-- EXTRACTED MATERIAL follows --

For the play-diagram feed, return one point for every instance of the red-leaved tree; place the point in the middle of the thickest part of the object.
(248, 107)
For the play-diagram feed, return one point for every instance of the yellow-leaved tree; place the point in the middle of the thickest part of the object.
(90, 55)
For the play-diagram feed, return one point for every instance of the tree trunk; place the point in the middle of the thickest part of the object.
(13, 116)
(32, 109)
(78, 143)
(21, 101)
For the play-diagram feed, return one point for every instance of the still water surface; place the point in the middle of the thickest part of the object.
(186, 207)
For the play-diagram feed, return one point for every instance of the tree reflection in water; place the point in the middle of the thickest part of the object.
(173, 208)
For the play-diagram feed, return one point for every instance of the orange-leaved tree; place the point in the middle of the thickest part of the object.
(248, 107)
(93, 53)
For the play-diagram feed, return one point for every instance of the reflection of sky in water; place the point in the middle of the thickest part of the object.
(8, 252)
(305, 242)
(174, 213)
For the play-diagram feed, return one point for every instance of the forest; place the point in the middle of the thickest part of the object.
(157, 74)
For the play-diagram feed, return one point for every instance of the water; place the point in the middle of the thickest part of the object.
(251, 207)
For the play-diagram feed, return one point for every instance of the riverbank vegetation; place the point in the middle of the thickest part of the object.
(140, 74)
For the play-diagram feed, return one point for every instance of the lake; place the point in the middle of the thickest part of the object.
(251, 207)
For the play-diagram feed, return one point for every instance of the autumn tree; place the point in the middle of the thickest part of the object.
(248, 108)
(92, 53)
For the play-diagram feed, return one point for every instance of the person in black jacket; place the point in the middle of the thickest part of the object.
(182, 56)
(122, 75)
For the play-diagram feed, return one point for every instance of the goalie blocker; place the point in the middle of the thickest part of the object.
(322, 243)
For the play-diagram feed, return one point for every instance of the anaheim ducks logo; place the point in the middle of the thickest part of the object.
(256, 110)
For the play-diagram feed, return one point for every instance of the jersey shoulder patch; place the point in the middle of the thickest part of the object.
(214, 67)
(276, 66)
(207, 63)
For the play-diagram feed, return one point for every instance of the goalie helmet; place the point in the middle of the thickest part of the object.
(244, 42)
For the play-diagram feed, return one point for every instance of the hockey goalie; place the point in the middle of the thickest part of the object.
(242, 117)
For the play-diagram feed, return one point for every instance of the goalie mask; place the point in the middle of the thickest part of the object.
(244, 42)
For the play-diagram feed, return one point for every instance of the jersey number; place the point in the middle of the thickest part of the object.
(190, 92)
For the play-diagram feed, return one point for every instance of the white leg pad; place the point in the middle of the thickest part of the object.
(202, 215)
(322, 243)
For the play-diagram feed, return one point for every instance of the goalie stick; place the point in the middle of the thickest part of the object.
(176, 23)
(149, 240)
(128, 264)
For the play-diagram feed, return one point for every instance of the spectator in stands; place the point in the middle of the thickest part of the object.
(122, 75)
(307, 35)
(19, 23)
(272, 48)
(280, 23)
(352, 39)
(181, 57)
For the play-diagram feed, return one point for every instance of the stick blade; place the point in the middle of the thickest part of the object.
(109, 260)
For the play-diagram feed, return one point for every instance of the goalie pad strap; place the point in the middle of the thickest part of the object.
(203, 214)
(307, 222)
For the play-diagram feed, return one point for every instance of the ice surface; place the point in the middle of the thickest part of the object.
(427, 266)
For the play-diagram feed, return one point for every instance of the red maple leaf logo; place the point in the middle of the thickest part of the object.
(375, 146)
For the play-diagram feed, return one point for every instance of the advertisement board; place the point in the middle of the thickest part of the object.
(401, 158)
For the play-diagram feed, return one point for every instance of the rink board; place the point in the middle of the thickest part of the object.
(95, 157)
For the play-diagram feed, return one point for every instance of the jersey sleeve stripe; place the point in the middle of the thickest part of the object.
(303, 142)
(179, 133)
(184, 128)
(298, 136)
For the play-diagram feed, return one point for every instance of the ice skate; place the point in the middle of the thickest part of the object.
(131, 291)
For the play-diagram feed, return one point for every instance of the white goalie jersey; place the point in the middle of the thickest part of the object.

-- EXTRACTED MATERIAL concluded --

• _TASK TO CARRY OUT_
Please transcribe all of the data above exactly.

• _ANSWER SECTION_
For the play-diagram feed, return one point for every instance of the red-leaved tree; place the point in the middle of the thickest part of the object.
(248, 107)
For the play-diagram feed, return one point for every instance of the yellow-leaved tree; place the point in the middle of the thickest part of the object.
(90, 55)
For the play-diagram feed, return one point for every instance of the tree trunk; place the point in the middle of the thickest part of the object.
(13, 116)
(32, 109)
(78, 143)
(21, 101)
For the play-diagram feed, return one point for every instance of the still water surface; place the point in the middle of the thickest part of the object.
(186, 207)
For the play-diagram feed, return one point for every instance of the tree reflection in water; place the point in the middle of the thickest part of the object.
(173, 208)
For the play-diagram feed, return one point for every instance of the orange-leaved tree; place the point in the middle of the thickest part of the object.
(248, 107)
(93, 53)
For the play-diagram feed, return one point for every instance of the reflection of sky in water; place the point in the middle of the thickest part of the object.
(8, 252)
(305, 242)
(174, 213)
For the play-diagram feed, return one point for every instance of the forest; place the point in the middle of the thickest part of the object.
(157, 74)
For the play-diagram feed, return one point for every instance of the water; place the point in the middle of the thickest part of the object.
(251, 207)
For the play-diagram feed, return one point for every instance of the riverbank vegetation; place the point in the middle of the thickest part of the object.
(140, 74)
For the play-diagram feed, return one point for every instance of the lake; place the point in the middle of the thickest part of the object.
(251, 207)
For the play-diagram feed, return one point for every instance of the autumn tree; place the point in the middle of the thickest part of the object.
(248, 108)
(92, 53)
For the play-diagram feed, return one point for every instance of the person in black jacket; place the point in the middle of the thickest part of the object.
(182, 56)
(122, 75)
For the play-diagram feed, return one point for every instance of the goalie blocker; place the point in the middle of the thickest part of the object.
(322, 243)
For the play-diagram feed, return one point for every instance of the anaheim ducks logo; place the point in the middle of the thickest part of the object.
(256, 110)
For the play-diagram feed, return one point for every instance of the jersey shoulder patch; place the point in the middle of the thickest part of the object.
(214, 67)
(276, 66)
(207, 63)
For the play-diagram feed, return one point for every instance of the goalie helmet; place the point in the middle of the thickest part of the object.
(244, 42)
For the play-diagram feed, return one point for every instance of the hockey goalie; place the point in the middle of the thickest part of the object.
(242, 117)
For the play-diagram feed, return one point for every instance of the goalie mask; place the point in the middle of the thickest part of the object.
(244, 42)
For the play-diagram feed, return one point for every instance of the jersey number; place the point in the middle of the thickest part of the object.
(190, 92)
For the play-diagram feed, return one point for every instance of the white leg pad; place the point in the middle of the thickest part of the object.
(202, 215)
(322, 243)
For the play-diagram feed, return one point for every instance of the goalie stick; place the point in the middle of the thickest part of the object.
(176, 23)
(149, 240)
(128, 264)
For the play-diagram feed, return one point for every instance of the spectator in stands; place the point in the middle of the thickest part of the object.
(122, 75)
(307, 35)
(19, 23)
(272, 48)
(280, 23)
(352, 39)
(181, 57)
For the play-diagram feed, return one point for every instance of the stick blade; place the point in the middle of the thickest part of the object.
(109, 260)
For the play-diagram feed, return one point for every instance of the goalie pad strap; place the point in the middle of the thickest part of the object.
(203, 214)
(307, 222)
For the play-diagram feed, return one point for every instance of the ice surface; place the point in the middle of the thickest part of the object.
(427, 266)
For the play-diagram feed, return one point for every instance of the red maple leaf logo; place the point in the middle of the thickest part of the object.
(375, 146)
For the play-diagram feed, return one point for every instance of the advertisement board; place the point in the middle of the thickest part of the object.
(401, 158)
For the play-diagram feed, return one point for every instance of the rink board; place the point in the middle of the thickest part of the object.
(95, 157)
For the play-diagram feed, return one point for every instance of the jersey sleeve stripe; place the point in the middle of the thickest part of the object.
(303, 142)
(179, 133)
(184, 128)
(298, 136)
For the play-diagram feed, return one point for every instance of the ice skate; place the point in the middle of the thickest part of the object.
(131, 291)
For the play-diagram feed, return one point for every instance of the white goalie jersey; place the point in the middle of the thickest part of the object.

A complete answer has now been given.